A comprehensive molecular and morphological study of the effects of space flight on human capillary endothelial cells: sample quality assessment and preliminary results.
-
1
University of Pisa, Italy
-
2
Scuola Sant'Anna di Studi Avanzati, Institute of Life Sciences, Italy
-
3
Università degli Studi di Modena e Reggio Emilia, Italy
-
4
University of Hertfordshire, United Kingdom
-
5
Brunel University London, United Kingdom
Human subjects and experimental animal models returning from Space show health issues related to the endothelium, a diffuse organ fundamental in maintaining body homeostasis. There are striking similarities between the effects of Space Flight (SF) on astronauts, and the consequences of old age, degenerative diseases and leading a sedentary life on Earth. Therefore, understanding the pathophysiological processes caused by SF might significantly advance prevention and treatment of frequent pathologies associated with ageing and lack of exercise.

*Data for analysis:*
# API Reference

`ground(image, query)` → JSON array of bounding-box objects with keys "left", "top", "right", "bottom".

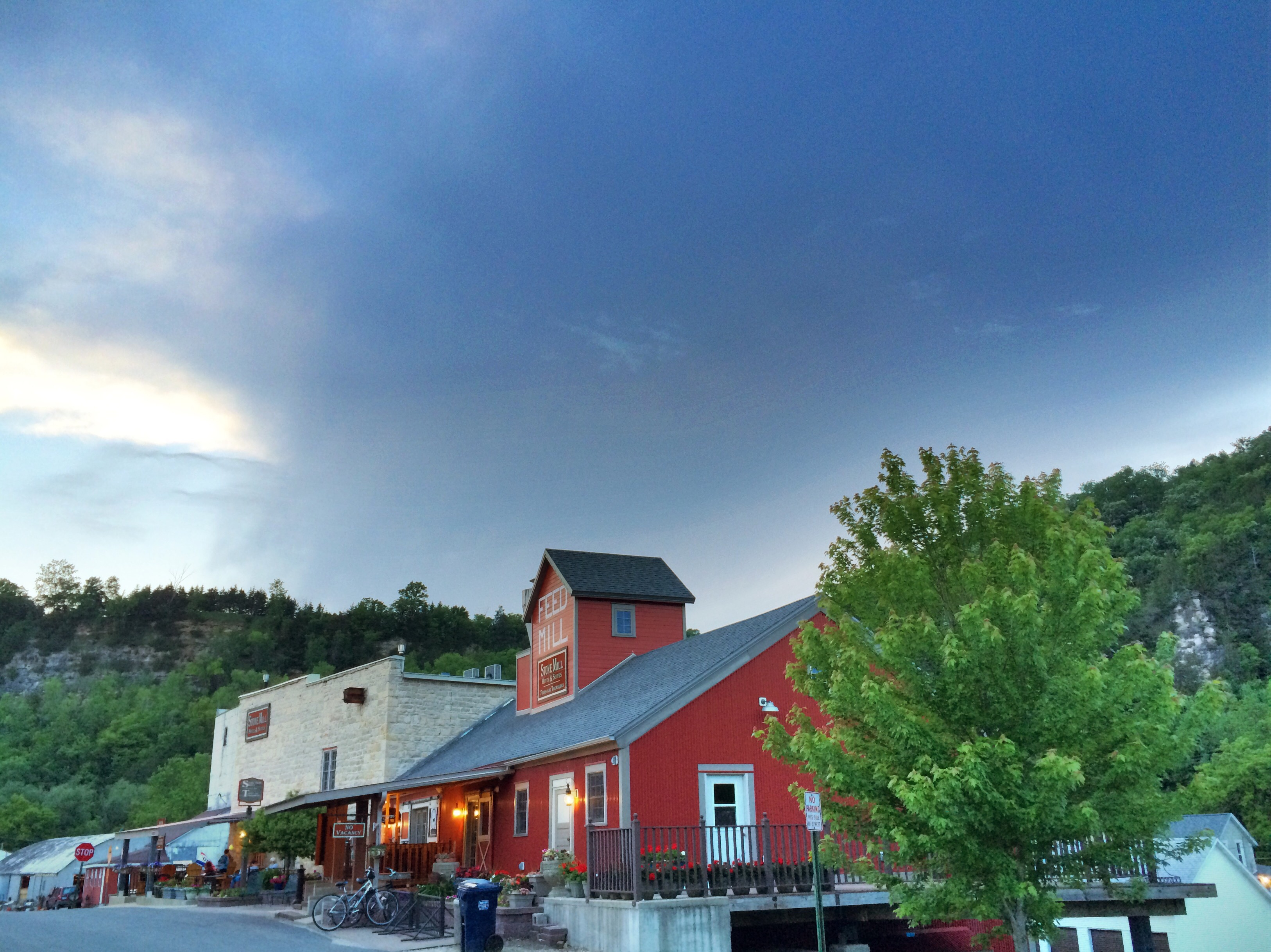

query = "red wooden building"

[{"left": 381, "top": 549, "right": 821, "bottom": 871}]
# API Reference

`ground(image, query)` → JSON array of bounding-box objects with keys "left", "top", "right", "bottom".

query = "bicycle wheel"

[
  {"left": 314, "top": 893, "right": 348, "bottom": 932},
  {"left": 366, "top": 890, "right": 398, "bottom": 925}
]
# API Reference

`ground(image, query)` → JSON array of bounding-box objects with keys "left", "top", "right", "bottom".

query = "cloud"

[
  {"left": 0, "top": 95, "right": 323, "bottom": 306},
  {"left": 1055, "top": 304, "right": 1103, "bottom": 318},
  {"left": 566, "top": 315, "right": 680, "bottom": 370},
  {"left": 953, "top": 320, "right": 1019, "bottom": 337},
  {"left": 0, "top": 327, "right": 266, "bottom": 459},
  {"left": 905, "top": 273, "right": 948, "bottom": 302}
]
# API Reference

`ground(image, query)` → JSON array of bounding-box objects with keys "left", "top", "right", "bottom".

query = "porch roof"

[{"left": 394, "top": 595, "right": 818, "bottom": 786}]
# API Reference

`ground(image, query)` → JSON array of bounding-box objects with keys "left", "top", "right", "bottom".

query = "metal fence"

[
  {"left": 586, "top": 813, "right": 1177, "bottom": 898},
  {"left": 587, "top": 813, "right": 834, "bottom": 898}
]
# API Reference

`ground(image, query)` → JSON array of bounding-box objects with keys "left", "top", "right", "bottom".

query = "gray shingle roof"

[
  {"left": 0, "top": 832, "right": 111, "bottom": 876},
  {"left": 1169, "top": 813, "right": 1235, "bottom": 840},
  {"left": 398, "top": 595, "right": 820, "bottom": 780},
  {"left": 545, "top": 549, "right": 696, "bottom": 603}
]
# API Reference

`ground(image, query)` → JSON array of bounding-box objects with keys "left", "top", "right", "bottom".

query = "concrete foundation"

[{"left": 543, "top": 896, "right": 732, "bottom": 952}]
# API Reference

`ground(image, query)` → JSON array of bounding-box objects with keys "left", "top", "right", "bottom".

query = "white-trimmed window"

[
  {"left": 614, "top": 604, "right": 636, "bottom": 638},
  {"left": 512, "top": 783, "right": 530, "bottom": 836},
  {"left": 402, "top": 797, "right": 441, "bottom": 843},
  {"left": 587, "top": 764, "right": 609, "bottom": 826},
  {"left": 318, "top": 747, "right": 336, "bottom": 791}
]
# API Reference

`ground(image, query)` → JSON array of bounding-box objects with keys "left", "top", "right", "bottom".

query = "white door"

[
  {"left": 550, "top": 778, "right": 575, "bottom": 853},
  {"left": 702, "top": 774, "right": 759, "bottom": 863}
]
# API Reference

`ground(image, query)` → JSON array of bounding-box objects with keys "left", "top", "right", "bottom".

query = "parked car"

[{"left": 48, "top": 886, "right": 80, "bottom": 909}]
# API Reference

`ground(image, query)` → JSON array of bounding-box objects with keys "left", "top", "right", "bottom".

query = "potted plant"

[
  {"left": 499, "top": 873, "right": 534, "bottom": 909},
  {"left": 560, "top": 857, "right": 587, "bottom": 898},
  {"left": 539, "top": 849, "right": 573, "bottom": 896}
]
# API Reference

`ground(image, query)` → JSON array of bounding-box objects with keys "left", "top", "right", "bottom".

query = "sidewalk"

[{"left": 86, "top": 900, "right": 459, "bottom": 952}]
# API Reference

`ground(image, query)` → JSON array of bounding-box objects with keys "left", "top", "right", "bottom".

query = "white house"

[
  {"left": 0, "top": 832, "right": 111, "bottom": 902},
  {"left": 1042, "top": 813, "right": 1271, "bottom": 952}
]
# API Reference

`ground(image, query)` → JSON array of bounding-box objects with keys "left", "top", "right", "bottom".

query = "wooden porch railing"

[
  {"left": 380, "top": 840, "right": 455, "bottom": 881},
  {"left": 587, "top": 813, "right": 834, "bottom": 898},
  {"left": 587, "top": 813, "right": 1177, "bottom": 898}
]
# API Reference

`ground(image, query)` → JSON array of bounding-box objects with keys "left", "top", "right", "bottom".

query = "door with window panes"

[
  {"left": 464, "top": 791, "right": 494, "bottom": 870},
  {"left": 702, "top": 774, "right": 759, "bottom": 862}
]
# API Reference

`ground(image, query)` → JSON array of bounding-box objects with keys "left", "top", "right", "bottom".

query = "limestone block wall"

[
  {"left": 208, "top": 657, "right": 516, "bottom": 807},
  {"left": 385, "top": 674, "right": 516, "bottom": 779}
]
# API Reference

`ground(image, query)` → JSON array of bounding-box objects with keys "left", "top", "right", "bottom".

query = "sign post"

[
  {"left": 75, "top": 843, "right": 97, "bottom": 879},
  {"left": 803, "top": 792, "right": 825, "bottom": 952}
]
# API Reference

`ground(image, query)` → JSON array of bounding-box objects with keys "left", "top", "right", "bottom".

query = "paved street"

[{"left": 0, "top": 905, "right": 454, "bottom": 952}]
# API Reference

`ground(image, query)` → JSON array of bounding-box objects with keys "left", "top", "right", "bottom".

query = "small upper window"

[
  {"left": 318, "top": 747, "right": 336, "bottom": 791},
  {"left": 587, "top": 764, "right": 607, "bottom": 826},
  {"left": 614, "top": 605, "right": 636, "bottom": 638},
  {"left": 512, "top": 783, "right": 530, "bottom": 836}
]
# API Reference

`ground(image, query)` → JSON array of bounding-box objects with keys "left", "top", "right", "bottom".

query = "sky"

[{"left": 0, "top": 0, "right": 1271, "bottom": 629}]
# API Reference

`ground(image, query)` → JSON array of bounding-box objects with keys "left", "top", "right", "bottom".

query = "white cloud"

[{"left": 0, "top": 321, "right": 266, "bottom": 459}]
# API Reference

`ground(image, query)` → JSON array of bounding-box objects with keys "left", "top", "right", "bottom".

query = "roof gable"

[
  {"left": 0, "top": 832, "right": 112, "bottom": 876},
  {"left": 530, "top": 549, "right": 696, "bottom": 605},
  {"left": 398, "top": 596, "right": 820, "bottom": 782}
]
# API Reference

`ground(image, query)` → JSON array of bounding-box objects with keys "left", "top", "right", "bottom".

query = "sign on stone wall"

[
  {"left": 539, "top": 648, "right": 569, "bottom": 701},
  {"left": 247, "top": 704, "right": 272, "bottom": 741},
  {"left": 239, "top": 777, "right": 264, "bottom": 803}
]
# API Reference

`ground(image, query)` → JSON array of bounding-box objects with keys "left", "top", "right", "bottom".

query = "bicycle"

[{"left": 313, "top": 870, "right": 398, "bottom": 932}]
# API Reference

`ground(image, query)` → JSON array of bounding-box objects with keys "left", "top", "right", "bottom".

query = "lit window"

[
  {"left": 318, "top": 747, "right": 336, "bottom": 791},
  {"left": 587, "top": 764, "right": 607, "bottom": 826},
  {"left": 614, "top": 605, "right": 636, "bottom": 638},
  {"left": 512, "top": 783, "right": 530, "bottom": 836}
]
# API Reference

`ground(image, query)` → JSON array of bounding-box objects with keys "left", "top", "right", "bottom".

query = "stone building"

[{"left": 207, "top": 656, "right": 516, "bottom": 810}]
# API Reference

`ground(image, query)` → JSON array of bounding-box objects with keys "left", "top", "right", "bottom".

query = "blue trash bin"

*Activity:* Reproduce everything in the space flight abstract from "A comprehensive molecular" down to "and preliminary results.".

*Result below:*
A comprehensive molecular and morphological study of the effects of space flight on human capillary endothelial cells: sample quality assessment and preliminary results.